Page excerpt:
------------------------------------------------------------------------
And I might listen to this song on repeat a few times because it seems fitting and I love it and it reminds me of the amazingness of spring:

Sunday, March 6, 2011

Moonshine

I had to put one of my cats to sleep on Friday. Moonshine was just a couple months shy of his 14th birthday. And I feel like I failed him. Even with multiple reassurances from my vet that he beat the odds and that we did everything we could for him, I still feel like I failed him. He was just a kitten like a couple years ago, how could he possibly be old enough to have heart disease???

And how could I not know that he had it? How could I have focused solely on his thyroid problem and completely missed the heart disease diagnosis in January of 2010? On the one hand this gave us a full year of normality. Well, normality and twice daily medications. On the other hand it made his decline seem so sudden and shocking.

Moonshine was given to me as a one year anniversary present by an ex-girlfriend. Another friend had given me a kitten for a college graduation present a couple months earlier (a little fluffy male bundle of orange fur which I named Sunshine) and that kitten desperately needed a playmate. Or rather, I needed someone other than me for him to play with in the middle of the night and while I was at work. Enter Moonshine. Who hide beneath the pedals of my ex-girlfriends car. He was a master at hiding. Even I couldn't find him in my own house at times he was that good.

Sunshine and Moonshine were literally night and day from each other. Sunshine is orange, Moonshine was black. Sunshine is outgoing, Moonshine was timid. Sunshine trusted everyone, Moonshine trusted few. Sunshine is a lot like Ms. Ex and Moonshine was a lot like me.

When Moonshine was a kitten he had an awful time controlling his tail. I just don't think he understood how it worked. He'd often walk around with the tip of it bonking him on the back of his head. His lack of tail control caused an unfortunate incident with a candle when he was a year or so old. Singed cat fur smells awful by the way. Thankfully he was no worse for the wear once the fur grew back.

He also loved to play fetch when he was little. He'd bring me a toy and I'd throw it in my tiny apartment and he'd chase after it and bring it back for me to throw over and over again. He outgrew this after a while, but it was adorable and the closest I've ever come to owning a pet who actually fetched. What about Maggie you say? I mean, she is a dog after all. Go ahead, I dare you to get her to play fetch with you. Go for it. I'll give you $100 if you get her to play.

Moonshine saw me through five moves (one interstate) and three girlfriends. We lived in six different homes together (three apartments, one townhouse and two houses). He and his brother Sunshine have been there for me for my entire post-college life. They were a constant no matter what else was going on in my life. When the bottom was falling out and my world was collapsing around me, they were there. They were steady and the same and normal. And even though you know when you adopt an animal that someday the day will come when you will lose them, I honestly thought that day was still years away. 13 isn't old for a cat to me. I really thought I had another 4 or 5 years.
------------------------------------------------------------------------
Complete the following:
A - In the blog post about Moonshine, what occasion was Moonshine given to the writer for?
B - Transcribe the blog post about Moonshine starting with "Moonshine was given" and going on through "was that good.".
C - List every contrast that the blog post about Moonshine draws between Sunshine and Moonshine.
------------------------------------------------------------------------
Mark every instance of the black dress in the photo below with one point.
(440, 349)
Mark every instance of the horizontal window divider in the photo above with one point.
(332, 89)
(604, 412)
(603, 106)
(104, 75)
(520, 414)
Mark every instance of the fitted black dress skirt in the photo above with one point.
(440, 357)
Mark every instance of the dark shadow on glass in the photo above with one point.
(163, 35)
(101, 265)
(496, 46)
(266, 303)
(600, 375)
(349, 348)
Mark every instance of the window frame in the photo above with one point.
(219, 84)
------------------------------------------------------------------------
Results for the exercise:
A - Moonshine was a one-year anniversary present from an ex-girlfriend.

B -
Moonshine was given to me as a one year anniversary present by an ex-girlfriend. Another friend had given me a kitten for a college graduation present a couple months earlier (a little fluffy male bundle of orange fur which I named Sunshine) and that kitten desperately needed a playmate. Or rather, I needed someone other than me for him to play with in the middle of the night and while I was at work. Enter Moonshine. Who hide beneath the pedals of my ex-girlfriends car. He was a master at hiding. Even I couldn't find him in my own house at times he was that good.

C -
- Sunshine is orange; Moonshine was black.
- Sunshine is outgoing; Moonshine was timid.
- Sunshine trusted everyone; Moonshine trusted few.
- Sunshine is a lot like Ms. Ex; Moonshine was a lot like the writer.